**HOW TO COMPLETE THIS TASK:** Transcribe exactly each line of the entries, from the opening line to the line with "Q: For the photo above, point to the green leaf, giving", with both of those lines included.
───── PROVIDED DATA ─────
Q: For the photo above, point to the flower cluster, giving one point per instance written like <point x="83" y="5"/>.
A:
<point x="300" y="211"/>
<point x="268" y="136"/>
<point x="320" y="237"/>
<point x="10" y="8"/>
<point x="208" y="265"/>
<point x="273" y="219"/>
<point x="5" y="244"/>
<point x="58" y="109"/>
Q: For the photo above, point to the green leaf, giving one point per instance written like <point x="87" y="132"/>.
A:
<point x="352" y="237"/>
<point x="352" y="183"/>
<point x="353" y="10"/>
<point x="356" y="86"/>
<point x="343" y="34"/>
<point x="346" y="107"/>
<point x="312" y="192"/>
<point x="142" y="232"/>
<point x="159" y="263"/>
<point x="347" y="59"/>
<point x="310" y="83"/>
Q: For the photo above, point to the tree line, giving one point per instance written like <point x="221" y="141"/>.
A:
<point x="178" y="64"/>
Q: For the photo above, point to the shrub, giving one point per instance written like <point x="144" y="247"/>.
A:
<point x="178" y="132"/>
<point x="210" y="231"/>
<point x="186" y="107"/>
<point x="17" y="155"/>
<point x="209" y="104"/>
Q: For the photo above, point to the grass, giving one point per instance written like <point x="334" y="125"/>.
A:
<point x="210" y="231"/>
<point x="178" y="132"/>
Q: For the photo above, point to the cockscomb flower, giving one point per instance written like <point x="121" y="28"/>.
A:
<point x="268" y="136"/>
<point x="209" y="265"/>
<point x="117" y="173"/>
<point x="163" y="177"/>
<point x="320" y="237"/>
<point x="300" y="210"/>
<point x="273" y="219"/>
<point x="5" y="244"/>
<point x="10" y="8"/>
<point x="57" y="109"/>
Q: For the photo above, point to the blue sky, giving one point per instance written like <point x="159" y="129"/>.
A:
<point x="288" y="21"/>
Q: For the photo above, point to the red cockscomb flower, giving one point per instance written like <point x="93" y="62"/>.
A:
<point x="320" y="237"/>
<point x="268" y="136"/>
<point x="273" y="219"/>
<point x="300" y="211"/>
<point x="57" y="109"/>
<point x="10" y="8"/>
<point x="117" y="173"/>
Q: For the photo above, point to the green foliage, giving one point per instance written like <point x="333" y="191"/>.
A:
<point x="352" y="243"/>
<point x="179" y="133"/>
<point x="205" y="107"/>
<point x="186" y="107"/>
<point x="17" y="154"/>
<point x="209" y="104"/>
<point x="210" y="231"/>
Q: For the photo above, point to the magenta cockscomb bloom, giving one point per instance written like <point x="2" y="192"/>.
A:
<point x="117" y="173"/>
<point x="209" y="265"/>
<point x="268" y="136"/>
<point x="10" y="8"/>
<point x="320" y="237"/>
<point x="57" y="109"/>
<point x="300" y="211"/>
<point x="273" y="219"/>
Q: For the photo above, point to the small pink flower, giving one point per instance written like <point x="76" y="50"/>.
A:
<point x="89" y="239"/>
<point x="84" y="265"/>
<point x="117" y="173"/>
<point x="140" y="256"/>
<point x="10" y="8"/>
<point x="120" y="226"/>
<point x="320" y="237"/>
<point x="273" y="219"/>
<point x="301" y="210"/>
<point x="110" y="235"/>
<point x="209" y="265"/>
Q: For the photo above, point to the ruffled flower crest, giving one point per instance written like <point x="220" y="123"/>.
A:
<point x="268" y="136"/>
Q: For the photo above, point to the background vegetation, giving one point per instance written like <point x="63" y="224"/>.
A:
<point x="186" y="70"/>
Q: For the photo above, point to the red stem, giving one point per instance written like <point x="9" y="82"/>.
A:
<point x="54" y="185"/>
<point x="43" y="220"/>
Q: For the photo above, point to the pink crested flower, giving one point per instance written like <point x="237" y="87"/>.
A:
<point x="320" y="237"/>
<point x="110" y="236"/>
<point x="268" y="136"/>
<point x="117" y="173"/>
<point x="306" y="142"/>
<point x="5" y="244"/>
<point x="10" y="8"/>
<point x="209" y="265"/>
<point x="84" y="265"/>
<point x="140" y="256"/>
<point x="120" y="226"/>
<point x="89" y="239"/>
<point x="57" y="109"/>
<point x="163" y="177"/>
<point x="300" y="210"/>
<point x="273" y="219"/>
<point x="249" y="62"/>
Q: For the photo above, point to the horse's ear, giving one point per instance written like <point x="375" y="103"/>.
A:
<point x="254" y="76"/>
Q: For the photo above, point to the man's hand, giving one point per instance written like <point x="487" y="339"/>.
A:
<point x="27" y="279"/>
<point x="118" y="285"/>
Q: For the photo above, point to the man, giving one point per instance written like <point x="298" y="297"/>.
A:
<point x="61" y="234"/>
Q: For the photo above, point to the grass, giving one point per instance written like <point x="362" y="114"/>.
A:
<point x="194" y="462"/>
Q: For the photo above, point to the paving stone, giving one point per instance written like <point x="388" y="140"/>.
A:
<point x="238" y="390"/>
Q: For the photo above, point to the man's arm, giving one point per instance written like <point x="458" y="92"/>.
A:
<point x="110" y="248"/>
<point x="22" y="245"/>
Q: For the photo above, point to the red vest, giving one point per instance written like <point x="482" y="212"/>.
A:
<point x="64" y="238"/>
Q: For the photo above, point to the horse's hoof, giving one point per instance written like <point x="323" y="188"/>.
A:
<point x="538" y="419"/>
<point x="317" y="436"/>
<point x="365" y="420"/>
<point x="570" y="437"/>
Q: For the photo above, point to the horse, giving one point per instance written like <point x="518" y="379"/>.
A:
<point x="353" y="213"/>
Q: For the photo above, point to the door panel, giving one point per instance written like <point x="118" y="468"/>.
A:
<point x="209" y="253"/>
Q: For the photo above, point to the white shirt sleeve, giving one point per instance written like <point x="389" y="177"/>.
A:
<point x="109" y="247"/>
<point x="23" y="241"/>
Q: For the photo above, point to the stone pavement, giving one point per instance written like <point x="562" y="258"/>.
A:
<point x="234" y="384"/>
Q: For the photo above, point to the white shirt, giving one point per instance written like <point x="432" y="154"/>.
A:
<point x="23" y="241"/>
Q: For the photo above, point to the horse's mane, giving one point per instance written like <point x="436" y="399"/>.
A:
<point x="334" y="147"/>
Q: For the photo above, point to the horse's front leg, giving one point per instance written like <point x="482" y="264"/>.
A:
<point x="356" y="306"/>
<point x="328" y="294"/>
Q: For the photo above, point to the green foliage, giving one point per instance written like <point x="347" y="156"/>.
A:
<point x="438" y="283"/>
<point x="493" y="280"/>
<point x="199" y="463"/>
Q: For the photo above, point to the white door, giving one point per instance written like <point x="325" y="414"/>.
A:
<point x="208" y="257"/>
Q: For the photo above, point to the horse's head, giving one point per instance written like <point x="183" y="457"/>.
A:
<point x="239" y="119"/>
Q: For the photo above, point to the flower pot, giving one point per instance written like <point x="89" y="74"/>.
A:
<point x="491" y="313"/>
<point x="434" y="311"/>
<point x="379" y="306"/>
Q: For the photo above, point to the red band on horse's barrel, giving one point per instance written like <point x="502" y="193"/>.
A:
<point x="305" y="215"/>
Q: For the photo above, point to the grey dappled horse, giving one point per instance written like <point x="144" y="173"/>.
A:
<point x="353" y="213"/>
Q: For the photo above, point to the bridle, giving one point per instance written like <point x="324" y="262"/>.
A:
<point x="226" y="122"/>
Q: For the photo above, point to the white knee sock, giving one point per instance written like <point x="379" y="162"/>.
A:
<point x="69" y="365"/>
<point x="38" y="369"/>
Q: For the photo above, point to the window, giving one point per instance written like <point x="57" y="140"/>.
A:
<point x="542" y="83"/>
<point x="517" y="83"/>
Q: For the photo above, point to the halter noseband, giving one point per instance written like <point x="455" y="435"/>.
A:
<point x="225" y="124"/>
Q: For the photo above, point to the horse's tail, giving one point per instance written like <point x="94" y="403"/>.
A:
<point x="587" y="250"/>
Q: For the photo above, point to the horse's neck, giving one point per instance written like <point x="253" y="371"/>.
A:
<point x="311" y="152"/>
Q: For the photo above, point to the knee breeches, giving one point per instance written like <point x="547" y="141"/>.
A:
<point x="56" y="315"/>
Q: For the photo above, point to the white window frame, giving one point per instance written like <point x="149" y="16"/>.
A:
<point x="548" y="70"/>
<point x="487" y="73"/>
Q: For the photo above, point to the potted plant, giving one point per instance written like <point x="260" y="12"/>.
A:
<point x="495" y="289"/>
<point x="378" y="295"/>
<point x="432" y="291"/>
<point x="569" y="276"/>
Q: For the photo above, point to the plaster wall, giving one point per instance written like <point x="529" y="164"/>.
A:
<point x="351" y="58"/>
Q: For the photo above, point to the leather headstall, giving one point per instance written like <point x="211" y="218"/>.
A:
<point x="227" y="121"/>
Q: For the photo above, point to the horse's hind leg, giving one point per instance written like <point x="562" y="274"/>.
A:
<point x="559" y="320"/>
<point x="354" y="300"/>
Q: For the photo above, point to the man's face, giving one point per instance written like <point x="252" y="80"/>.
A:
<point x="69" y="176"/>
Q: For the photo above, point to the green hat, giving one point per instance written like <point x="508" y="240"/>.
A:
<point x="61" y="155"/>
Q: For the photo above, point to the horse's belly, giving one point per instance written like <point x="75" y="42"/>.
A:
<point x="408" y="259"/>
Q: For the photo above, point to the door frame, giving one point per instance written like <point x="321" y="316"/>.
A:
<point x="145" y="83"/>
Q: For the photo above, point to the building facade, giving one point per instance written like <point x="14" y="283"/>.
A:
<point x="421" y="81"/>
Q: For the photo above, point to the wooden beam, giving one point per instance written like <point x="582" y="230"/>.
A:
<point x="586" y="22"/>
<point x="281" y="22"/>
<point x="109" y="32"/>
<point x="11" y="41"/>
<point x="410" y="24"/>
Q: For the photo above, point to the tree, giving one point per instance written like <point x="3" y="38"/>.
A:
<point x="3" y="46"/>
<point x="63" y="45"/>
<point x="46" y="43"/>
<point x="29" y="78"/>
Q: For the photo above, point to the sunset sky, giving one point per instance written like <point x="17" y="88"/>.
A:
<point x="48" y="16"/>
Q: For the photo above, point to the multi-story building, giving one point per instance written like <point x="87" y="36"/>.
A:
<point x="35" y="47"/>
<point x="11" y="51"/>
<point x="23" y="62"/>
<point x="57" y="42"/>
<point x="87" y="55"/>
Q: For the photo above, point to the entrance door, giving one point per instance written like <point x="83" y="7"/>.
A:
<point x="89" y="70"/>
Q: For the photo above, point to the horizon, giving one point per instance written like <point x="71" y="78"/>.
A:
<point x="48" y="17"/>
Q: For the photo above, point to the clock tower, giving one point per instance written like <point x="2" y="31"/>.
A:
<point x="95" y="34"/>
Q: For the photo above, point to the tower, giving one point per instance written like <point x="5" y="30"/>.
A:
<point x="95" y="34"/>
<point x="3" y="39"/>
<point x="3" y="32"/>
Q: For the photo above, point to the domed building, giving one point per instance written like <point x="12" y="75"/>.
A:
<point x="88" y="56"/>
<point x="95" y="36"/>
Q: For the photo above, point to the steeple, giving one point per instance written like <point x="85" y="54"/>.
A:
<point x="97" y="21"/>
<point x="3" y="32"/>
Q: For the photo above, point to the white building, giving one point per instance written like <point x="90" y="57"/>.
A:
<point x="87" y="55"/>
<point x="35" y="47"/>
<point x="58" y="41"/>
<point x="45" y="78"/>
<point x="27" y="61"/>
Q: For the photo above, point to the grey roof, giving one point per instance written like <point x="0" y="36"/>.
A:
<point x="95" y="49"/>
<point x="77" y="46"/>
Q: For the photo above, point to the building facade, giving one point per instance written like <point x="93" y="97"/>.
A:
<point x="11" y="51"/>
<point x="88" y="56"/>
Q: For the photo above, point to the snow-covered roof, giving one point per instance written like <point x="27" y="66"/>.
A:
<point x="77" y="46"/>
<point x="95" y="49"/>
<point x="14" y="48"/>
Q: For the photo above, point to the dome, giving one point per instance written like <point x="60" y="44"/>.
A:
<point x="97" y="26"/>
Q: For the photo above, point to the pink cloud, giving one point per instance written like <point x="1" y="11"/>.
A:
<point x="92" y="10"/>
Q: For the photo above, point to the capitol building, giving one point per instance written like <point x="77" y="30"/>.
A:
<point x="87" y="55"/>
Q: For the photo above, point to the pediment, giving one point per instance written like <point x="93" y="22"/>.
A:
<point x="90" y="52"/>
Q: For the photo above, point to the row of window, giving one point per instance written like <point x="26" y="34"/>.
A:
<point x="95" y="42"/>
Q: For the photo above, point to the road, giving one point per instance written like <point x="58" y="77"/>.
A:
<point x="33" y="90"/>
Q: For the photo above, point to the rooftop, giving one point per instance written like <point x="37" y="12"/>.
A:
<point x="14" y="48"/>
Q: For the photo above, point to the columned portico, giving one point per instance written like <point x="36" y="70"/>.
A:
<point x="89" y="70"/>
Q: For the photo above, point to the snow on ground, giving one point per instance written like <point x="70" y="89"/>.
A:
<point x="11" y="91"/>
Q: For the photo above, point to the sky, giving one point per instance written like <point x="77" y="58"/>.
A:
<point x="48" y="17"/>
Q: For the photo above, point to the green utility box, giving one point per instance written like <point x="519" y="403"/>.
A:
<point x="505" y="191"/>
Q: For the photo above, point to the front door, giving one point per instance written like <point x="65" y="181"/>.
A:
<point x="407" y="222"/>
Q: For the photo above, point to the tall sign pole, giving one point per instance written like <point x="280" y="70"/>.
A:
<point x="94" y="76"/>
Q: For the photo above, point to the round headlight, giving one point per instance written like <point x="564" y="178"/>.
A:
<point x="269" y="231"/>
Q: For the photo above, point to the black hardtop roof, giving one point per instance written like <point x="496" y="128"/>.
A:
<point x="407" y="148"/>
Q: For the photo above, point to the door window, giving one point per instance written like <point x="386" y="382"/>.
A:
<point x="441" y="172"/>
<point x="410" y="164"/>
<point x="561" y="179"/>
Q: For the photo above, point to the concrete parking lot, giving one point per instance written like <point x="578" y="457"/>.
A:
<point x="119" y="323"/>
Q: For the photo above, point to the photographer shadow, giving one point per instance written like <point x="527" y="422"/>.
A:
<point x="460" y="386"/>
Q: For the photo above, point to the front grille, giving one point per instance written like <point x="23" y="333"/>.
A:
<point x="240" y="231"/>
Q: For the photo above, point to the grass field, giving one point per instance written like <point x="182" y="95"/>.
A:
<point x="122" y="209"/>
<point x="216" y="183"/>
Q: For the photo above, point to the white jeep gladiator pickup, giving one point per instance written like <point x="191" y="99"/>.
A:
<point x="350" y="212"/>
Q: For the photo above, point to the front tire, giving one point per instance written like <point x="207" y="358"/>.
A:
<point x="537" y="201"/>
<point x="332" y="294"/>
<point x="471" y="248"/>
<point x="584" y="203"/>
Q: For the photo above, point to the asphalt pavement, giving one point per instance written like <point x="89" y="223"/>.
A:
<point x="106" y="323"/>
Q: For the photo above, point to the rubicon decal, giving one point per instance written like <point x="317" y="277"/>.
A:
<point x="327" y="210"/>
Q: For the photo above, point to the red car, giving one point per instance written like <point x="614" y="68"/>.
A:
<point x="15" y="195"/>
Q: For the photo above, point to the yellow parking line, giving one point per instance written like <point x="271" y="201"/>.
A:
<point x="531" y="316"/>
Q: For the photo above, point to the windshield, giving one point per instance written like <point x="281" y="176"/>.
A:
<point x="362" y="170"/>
─────
**SOLVED EXERCISE:**
Q: For the photo above, point to the flower cluster, giving one point per instance written like <point x="83" y="5"/>.
A:
<point x="300" y="211"/>
<point x="268" y="136"/>
<point x="320" y="237"/>
<point x="10" y="8"/>
<point x="208" y="265"/>
<point x="273" y="219"/>
<point x="5" y="244"/>
<point x="58" y="109"/>
Q: For the photo above, point to the green leaf, giving one point per instance written like <point x="87" y="132"/>.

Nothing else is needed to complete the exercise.